§ EXERCISE DIRECTIONS
Within the records below, reproduce without change the lines from the line that has "of the bridge" through the line that has "the white van", and only those.

====== EXERCISE MATERIALS

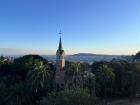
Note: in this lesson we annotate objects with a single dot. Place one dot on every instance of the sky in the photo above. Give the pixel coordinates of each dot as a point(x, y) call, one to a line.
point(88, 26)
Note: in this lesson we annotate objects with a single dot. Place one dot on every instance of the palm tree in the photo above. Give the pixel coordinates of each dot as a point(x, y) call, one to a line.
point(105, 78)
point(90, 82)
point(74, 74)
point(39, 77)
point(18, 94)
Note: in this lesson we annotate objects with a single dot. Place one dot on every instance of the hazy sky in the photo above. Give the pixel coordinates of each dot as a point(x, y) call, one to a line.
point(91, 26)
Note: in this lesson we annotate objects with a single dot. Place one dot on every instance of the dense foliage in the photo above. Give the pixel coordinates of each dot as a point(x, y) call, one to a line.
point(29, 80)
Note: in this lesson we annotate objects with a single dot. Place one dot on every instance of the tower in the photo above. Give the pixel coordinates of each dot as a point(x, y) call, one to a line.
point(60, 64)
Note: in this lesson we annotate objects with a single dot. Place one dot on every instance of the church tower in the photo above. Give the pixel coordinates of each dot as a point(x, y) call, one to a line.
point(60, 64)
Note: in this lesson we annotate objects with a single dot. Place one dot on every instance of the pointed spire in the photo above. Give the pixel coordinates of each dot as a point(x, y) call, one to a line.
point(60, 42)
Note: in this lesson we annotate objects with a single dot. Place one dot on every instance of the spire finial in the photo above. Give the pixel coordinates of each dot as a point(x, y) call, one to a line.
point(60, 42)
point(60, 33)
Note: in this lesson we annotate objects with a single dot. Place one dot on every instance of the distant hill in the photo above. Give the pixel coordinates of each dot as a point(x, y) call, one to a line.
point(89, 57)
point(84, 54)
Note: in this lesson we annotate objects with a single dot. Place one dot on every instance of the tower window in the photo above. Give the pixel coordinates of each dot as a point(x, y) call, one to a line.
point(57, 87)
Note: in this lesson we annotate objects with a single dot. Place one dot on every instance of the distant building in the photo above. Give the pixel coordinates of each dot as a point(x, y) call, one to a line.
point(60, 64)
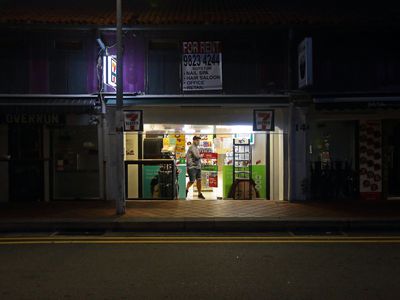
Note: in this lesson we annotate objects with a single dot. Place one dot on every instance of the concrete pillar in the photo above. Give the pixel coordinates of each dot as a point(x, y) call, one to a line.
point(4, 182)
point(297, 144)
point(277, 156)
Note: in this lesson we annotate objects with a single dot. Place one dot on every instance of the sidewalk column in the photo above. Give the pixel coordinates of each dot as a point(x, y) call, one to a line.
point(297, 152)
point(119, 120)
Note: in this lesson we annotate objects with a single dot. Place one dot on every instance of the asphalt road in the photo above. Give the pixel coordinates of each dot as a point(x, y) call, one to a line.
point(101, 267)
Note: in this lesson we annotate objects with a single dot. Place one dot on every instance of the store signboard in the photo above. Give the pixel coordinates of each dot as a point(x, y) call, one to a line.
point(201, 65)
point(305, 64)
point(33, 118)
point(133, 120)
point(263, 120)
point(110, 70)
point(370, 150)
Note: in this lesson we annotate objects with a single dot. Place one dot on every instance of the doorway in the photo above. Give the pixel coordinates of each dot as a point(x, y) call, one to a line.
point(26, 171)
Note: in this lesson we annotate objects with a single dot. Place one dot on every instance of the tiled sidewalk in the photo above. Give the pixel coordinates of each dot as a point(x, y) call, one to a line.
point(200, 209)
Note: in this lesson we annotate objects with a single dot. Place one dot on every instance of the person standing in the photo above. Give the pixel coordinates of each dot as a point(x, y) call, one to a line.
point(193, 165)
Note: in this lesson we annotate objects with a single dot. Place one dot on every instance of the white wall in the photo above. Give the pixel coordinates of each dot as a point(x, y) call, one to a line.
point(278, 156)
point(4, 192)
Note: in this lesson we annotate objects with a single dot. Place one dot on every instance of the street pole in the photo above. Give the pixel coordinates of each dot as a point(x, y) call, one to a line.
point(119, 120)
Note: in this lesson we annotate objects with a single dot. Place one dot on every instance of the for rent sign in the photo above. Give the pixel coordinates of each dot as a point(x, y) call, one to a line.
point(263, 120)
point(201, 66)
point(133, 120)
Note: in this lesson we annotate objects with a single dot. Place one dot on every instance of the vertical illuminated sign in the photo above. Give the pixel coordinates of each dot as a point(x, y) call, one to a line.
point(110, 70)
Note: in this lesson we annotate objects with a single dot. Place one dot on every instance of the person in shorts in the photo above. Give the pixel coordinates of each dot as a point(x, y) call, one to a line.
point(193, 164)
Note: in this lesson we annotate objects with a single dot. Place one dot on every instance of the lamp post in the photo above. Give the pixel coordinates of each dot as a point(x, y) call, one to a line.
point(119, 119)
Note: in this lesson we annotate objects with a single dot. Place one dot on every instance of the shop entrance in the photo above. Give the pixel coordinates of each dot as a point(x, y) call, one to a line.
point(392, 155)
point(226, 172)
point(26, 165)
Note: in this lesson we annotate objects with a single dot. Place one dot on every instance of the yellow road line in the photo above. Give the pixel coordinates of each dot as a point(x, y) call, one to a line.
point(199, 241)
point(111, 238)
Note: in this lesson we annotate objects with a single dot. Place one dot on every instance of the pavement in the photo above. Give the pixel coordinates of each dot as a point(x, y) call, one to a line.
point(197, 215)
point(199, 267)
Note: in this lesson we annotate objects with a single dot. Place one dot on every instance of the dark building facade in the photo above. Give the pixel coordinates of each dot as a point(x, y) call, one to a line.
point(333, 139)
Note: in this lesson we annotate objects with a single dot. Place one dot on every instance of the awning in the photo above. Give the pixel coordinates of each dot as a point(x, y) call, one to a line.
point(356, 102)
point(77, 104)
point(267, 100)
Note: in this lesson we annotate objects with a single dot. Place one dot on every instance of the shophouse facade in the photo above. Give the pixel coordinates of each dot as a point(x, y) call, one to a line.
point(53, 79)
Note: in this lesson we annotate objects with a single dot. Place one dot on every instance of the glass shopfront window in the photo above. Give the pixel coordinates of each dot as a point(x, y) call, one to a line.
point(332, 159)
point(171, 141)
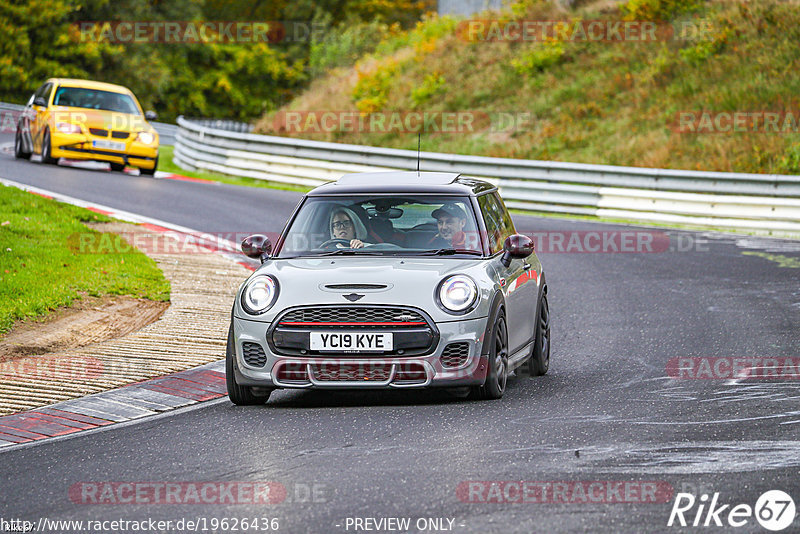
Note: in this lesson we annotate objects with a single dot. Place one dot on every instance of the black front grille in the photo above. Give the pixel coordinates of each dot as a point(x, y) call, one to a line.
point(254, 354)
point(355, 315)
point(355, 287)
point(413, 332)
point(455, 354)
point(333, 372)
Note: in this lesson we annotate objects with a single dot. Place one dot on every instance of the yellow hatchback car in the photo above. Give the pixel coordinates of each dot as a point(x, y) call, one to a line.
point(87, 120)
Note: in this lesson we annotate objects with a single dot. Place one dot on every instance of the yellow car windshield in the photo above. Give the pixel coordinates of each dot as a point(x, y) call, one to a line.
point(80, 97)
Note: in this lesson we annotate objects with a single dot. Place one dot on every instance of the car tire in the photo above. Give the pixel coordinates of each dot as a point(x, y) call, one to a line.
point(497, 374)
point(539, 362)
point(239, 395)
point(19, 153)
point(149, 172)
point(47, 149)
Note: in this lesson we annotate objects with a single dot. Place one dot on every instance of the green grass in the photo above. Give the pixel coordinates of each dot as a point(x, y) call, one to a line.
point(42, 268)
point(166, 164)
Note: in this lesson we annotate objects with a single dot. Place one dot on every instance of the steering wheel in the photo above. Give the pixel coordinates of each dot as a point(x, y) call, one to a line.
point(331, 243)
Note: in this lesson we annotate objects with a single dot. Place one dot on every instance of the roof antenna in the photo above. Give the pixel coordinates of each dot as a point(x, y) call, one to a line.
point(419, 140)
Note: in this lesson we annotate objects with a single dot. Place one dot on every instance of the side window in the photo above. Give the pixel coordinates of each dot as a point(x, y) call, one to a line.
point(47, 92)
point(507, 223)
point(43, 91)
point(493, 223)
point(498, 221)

============
====== EXERCISE MATERIALS

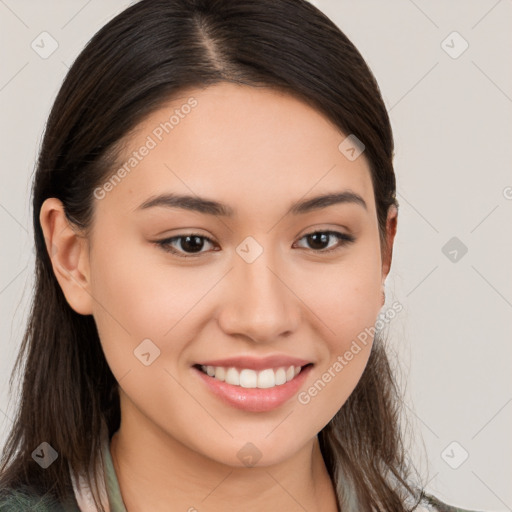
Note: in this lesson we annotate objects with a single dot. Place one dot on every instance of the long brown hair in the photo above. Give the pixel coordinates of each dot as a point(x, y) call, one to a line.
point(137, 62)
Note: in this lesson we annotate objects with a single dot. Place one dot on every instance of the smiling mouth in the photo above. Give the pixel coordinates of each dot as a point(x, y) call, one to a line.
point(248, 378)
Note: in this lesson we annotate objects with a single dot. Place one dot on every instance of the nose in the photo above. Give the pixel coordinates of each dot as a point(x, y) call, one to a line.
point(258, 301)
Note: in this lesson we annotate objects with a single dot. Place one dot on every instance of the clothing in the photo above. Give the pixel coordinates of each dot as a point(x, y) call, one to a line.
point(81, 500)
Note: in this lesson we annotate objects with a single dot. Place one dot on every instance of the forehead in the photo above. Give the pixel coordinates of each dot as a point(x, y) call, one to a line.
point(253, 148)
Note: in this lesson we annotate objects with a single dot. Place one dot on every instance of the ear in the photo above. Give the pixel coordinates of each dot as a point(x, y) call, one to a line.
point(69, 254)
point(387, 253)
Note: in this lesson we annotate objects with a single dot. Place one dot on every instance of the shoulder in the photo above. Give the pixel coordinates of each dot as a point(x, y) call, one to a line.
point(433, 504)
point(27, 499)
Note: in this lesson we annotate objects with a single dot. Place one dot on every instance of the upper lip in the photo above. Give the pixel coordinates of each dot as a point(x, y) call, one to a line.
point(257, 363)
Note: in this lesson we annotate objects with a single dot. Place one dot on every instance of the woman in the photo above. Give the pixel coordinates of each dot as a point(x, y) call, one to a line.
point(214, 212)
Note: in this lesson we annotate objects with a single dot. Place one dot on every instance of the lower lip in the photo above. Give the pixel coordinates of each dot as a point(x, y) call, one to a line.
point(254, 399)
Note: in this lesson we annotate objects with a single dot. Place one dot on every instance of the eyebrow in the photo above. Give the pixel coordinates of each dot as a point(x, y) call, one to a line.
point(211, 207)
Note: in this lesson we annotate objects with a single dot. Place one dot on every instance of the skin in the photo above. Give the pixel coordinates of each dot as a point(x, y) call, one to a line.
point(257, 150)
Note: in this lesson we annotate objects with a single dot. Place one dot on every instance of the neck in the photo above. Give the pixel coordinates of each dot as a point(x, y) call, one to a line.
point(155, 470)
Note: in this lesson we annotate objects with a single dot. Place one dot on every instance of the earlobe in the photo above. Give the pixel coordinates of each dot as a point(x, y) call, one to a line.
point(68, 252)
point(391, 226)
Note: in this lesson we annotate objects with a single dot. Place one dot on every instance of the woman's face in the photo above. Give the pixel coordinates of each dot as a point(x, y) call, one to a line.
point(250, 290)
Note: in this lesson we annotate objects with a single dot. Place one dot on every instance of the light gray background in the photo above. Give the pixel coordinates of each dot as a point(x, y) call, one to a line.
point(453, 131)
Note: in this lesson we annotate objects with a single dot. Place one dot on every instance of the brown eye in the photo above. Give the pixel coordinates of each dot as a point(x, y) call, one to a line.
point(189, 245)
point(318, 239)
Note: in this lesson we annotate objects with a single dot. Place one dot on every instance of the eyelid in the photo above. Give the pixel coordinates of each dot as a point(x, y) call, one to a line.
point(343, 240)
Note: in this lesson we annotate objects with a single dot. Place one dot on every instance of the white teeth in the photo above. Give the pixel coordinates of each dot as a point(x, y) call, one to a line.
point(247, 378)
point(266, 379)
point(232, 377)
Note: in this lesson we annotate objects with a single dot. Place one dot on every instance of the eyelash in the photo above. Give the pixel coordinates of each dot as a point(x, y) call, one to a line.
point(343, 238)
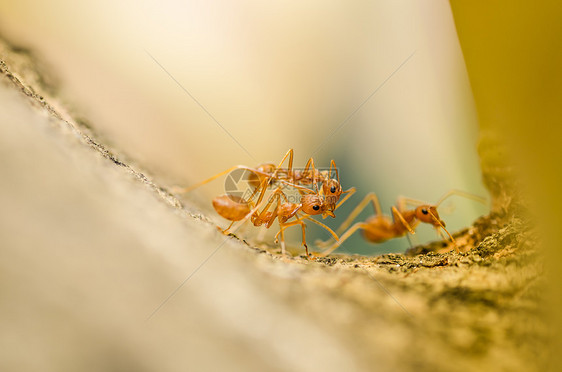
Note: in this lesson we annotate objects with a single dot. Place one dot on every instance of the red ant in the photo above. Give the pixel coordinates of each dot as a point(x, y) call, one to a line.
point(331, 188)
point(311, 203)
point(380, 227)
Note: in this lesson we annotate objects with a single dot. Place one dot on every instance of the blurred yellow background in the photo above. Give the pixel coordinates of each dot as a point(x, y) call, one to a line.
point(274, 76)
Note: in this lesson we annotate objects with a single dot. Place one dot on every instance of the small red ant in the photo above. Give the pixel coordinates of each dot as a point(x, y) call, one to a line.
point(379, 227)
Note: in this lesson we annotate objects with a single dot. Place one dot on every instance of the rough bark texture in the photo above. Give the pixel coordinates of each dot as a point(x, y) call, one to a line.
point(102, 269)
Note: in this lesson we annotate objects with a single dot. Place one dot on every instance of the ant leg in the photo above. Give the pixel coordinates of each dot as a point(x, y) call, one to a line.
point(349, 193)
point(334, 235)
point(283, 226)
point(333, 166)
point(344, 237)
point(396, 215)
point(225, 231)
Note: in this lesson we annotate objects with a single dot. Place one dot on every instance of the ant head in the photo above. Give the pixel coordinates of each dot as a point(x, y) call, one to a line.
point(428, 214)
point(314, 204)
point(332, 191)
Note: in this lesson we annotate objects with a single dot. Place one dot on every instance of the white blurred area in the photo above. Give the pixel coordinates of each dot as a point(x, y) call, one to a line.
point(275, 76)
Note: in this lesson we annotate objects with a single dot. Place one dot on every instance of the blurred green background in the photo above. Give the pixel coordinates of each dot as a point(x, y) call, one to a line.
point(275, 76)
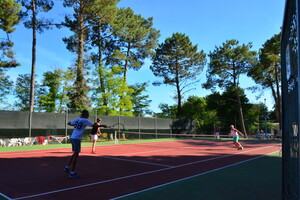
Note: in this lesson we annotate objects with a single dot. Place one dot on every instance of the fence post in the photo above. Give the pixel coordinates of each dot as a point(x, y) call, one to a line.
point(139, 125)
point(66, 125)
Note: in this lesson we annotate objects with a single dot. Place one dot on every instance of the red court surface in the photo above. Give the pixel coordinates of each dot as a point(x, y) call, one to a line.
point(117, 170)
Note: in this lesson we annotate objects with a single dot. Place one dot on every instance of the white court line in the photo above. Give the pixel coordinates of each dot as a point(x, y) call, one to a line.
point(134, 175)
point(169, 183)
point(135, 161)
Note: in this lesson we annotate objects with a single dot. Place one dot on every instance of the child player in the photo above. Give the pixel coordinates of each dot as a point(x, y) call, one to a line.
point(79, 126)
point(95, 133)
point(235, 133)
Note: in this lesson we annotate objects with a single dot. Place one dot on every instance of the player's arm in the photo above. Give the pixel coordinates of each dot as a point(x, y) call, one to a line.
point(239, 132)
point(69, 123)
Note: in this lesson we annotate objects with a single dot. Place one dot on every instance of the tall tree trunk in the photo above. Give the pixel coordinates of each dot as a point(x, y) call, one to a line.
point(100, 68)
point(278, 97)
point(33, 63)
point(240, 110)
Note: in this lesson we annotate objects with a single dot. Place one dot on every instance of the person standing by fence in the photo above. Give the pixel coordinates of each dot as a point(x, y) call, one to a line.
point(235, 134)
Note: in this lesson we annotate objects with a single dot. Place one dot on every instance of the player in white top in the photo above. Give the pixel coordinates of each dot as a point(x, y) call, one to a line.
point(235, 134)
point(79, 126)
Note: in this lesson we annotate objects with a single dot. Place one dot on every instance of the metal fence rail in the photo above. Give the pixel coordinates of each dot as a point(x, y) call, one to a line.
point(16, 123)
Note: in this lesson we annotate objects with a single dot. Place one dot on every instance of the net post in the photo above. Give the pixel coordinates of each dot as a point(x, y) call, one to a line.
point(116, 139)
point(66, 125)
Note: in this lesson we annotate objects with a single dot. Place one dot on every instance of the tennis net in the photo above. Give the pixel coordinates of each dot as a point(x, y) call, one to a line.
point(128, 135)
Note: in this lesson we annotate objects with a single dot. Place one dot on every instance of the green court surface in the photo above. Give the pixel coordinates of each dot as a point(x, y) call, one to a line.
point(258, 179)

============
====== EXERCISE MATERIALS

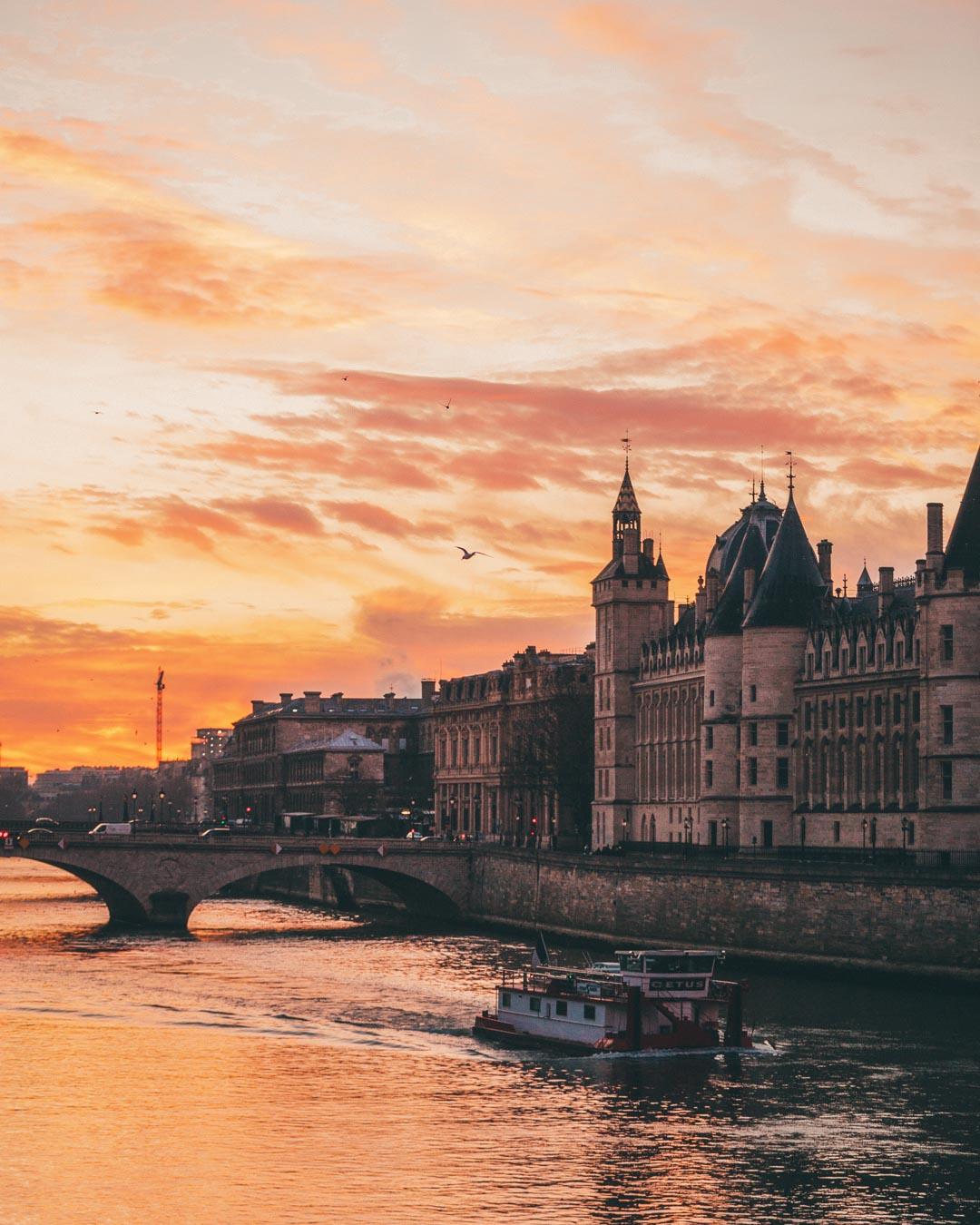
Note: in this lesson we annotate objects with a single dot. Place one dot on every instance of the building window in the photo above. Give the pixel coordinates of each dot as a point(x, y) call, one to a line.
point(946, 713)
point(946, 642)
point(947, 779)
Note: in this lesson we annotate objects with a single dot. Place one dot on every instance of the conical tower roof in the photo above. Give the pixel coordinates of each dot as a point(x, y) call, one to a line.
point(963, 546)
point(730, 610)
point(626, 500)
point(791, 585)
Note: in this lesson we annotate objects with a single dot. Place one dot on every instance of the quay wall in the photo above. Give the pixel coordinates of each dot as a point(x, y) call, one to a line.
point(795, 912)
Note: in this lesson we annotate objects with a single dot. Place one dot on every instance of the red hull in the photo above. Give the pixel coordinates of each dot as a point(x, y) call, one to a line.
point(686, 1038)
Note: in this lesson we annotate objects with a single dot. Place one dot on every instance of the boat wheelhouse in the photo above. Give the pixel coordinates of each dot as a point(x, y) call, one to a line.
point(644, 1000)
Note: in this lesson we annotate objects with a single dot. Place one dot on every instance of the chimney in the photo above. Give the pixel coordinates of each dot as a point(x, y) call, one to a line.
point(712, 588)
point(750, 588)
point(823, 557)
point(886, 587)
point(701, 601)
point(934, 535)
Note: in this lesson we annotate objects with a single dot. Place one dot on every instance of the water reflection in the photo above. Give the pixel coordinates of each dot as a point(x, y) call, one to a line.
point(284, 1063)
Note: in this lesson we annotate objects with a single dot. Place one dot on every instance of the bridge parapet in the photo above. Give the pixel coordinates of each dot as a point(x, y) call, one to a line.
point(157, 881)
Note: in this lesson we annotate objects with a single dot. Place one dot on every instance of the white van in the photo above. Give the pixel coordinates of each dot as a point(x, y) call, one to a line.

============

§ OUTPUT FOR THIS EXERCISE
Note: in this lesson we annotate objects with a single dot. Place one dot on every instance of the bridge parapet in the photo above. Give the pixel coordinates of each dot as a point(x, y) call, one to a line.
point(157, 881)
Note: in this lesson we annotate objects with a single dot. Place one dot on every instance of the white van in the photo above. Give the pixel coordinates of each dot as a point(x, y) call, one to a line.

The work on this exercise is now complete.